• What you will do:
Copy out only those lines running from the line with "[locate] the bird's head" to the end of the listing, keeping each one exactly as it is.

Location labeling records
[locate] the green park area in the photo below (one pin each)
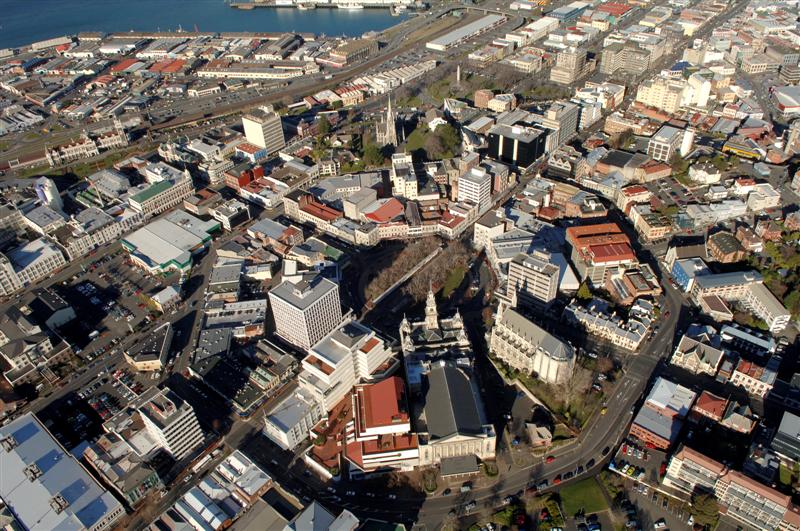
(583, 496)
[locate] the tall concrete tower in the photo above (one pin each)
(48, 194)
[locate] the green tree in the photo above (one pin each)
(373, 155)
(450, 138)
(705, 510)
(584, 293)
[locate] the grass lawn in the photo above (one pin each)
(584, 495)
(453, 281)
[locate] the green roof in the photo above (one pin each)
(333, 253)
(152, 191)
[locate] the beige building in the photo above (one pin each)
(525, 346)
(263, 128)
(660, 93)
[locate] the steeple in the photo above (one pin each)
(431, 314)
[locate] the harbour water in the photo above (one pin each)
(26, 21)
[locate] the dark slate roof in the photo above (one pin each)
(450, 404)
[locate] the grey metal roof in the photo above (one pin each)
(303, 294)
(537, 336)
(450, 403)
(87, 502)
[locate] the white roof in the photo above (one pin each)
(87, 502)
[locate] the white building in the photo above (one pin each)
(349, 354)
(29, 263)
(305, 311)
(44, 487)
(403, 176)
(171, 421)
(263, 128)
(290, 421)
(525, 346)
(475, 186)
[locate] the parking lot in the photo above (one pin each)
(652, 507)
(110, 298)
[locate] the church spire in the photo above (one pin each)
(431, 313)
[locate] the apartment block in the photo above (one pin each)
(305, 311)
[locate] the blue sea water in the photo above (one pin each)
(26, 21)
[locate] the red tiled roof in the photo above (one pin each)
(250, 149)
(614, 8)
(711, 404)
(388, 211)
(124, 65)
(611, 252)
(381, 404)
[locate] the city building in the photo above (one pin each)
(599, 250)
(151, 353)
(379, 436)
(525, 346)
(659, 420)
(533, 279)
(305, 311)
(169, 243)
(162, 195)
(316, 518)
(475, 186)
(263, 128)
(347, 355)
(45, 487)
(725, 248)
(453, 422)
(290, 421)
(29, 263)
(786, 442)
(129, 475)
(171, 422)
(699, 353)
(386, 132)
(517, 145)
(664, 143)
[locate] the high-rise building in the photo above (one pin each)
(349, 354)
(403, 177)
(662, 93)
(48, 194)
(571, 65)
(562, 117)
(517, 145)
(263, 128)
(532, 279)
(386, 133)
(475, 186)
(305, 311)
(171, 421)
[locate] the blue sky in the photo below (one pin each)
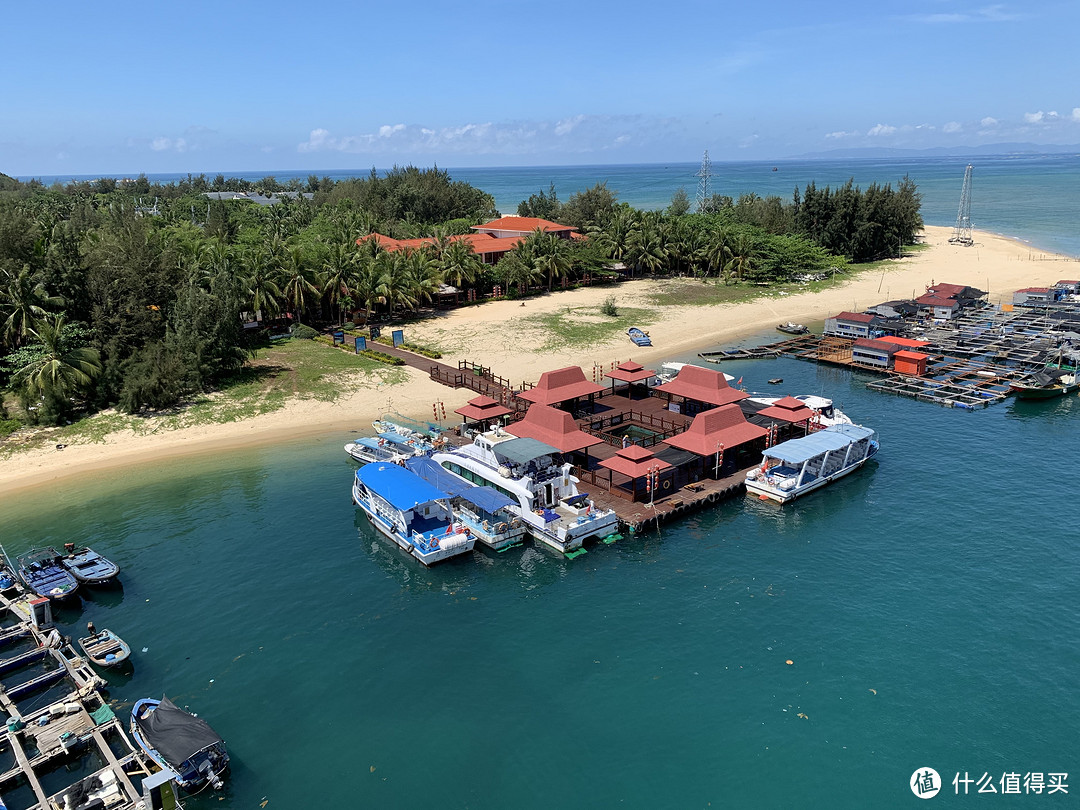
(122, 88)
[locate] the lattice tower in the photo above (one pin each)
(961, 234)
(703, 174)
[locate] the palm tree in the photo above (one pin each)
(57, 372)
(23, 302)
(339, 269)
(299, 283)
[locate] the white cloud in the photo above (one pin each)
(580, 134)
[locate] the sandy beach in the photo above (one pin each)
(494, 335)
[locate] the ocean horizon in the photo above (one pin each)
(1029, 198)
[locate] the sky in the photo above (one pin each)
(122, 88)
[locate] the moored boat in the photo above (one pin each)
(407, 510)
(86, 565)
(105, 648)
(792, 328)
(42, 572)
(532, 473)
(799, 466)
(489, 515)
(180, 742)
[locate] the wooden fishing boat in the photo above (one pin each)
(180, 742)
(86, 565)
(42, 572)
(105, 648)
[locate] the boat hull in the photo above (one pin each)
(757, 489)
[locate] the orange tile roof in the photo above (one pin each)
(522, 224)
(702, 385)
(725, 426)
(552, 427)
(559, 386)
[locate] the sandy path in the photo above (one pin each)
(494, 335)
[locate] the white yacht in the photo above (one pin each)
(410, 512)
(799, 466)
(828, 414)
(536, 477)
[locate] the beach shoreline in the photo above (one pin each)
(489, 335)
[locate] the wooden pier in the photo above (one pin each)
(43, 738)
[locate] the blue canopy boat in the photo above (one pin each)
(42, 572)
(413, 513)
(179, 742)
(489, 515)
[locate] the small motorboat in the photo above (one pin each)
(105, 648)
(792, 328)
(42, 572)
(86, 565)
(179, 741)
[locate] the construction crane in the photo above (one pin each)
(961, 234)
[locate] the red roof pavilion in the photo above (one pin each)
(702, 385)
(482, 408)
(787, 409)
(553, 427)
(725, 426)
(630, 373)
(561, 386)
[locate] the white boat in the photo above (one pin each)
(670, 370)
(827, 414)
(366, 449)
(536, 477)
(489, 515)
(799, 466)
(410, 512)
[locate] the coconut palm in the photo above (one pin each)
(23, 302)
(299, 283)
(58, 372)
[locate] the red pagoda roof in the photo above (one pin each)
(553, 427)
(559, 386)
(702, 385)
(787, 409)
(634, 461)
(482, 407)
(725, 426)
(630, 372)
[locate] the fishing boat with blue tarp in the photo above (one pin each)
(799, 466)
(489, 514)
(179, 742)
(409, 511)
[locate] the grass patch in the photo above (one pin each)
(583, 326)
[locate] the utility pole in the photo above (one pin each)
(961, 234)
(703, 174)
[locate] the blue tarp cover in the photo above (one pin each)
(488, 499)
(402, 488)
(797, 450)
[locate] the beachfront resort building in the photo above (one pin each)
(491, 240)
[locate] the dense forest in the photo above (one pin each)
(135, 294)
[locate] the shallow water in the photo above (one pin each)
(650, 673)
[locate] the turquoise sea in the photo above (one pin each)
(928, 604)
(1029, 197)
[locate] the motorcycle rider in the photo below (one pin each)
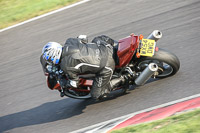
(80, 57)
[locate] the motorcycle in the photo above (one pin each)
(140, 58)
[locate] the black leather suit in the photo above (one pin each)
(95, 58)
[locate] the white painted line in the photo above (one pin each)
(126, 117)
(44, 15)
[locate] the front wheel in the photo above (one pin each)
(168, 63)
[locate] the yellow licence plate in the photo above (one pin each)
(148, 47)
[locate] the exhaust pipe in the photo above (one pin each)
(146, 74)
(155, 35)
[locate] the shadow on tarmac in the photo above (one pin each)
(49, 112)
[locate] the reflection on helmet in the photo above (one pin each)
(52, 52)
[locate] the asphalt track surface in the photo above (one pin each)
(27, 105)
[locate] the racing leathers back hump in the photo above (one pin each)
(78, 58)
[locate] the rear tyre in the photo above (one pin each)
(168, 63)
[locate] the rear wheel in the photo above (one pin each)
(168, 63)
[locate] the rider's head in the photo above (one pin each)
(51, 52)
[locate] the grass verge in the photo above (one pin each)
(183, 123)
(15, 11)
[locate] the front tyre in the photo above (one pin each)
(168, 63)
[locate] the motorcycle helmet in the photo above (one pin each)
(51, 52)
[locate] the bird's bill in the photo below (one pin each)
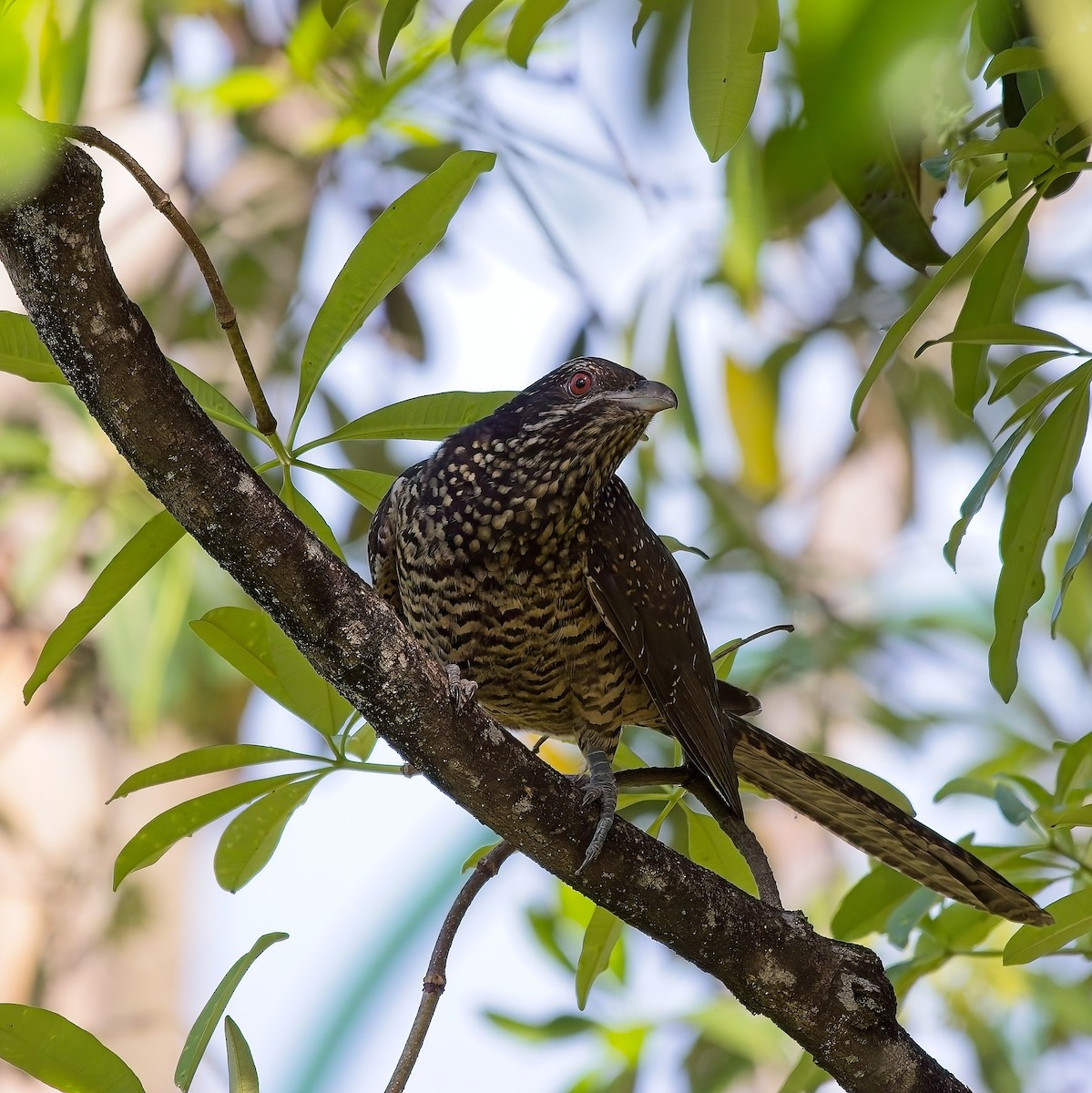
(648, 396)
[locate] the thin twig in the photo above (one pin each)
(733, 826)
(225, 314)
(435, 978)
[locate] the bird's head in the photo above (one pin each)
(557, 442)
(590, 408)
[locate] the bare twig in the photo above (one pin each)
(435, 978)
(733, 826)
(732, 646)
(225, 314)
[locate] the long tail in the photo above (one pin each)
(873, 824)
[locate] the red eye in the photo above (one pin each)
(580, 383)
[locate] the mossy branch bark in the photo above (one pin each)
(830, 997)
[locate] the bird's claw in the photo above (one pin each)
(460, 690)
(600, 787)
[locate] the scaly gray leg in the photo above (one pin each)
(460, 690)
(600, 787)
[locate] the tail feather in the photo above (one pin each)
(874, 825)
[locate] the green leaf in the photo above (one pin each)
(527, 25)
(254, 644)
(868, 905)
(907, 915)
(299, 504)
(476, 856)
(1080, 817)
(217, 405)
(676, 546)
(209, 1017)
(766, 27)
(722, 75)
(159, 834)
(1072, 918)
(362, 743)
(396, 15)
(49, 1047)
(424, 418)
(1042, 478)
(469, 20)
(332, 10)
(1077, 552)
(1012, 808)
(203, 761)
(599, 940)
(989, 301)
(806, 1077)
(1072, 764)
(403, 234)
(1004, 333)
(241, 1072)
(904, 323)
(250, 840)
(120, 574)
(1017, 370)
(977, 495)
(22, 352)
(870, 781)
(709, 846)
(366, 487)
(1016, 59)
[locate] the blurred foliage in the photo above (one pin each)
(833, 120)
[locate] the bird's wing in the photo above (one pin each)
(874, 825)
(646, 602)
(382, 539)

• Exercise result:
[locate] the bird's head in the photo above (one pin each)
(557, 442)
(590, 408)
[locate] the bare twig in the photo above (one pin each)
(435, 978)
(733, 826)
(732, 646)
(225, 314)
[locate] the long tail in the photo above (one pin each)
(873, 824)
[locate] the red eye in the photo above (one pin each)
(580, 383)
[locate] the mossy branch bark in the photo above (one pin each)
(830, 997)
[locate] the bird's claw in the photo above (one pin each)
(460, 690)
(600, 787)
[locate] the scaly gray leg in the photo above (one pin each)
(460, 690)
(600, 787)
[locate] the tail feather in the photo above (one pin each)
(874, 825)
[locate] the green leaf in the photo above (one pin each)
(527, 25)
(254, 644)
(868, 905)
(907, 915)
(299, 504)
(476, 856)
(1080, 817)
(217, 405)
(676, 546)
(209, 1017)
(766, 27)
(722, 75)
(159, 834)
(1072, 918)
(362, 743)
(396, 15)
(49, 1047)
(424, 418)
(1042, 478)
(469, 20)
(332, 10)
(1077, 552)
(1012, 808)
(203, 761)
(599, 940)
(989, 301)
(806, 1077)
(1072, 764)
(403, 234)
(1004, 333)
(241, 1072)
(904, 323)
(250, 840)
(120, 574)
(1017, 370)
(977, 495)
(22, 352)
(870, 781)
(709, 846)
(366, 487)
(1016, 59)
[locate] the blurred foliage in the photo above (one pin each)
(833, 120)
[locate] the bird's wing in the photo above (one pin each)
(874, 825)
(646, 602)
(382, 539)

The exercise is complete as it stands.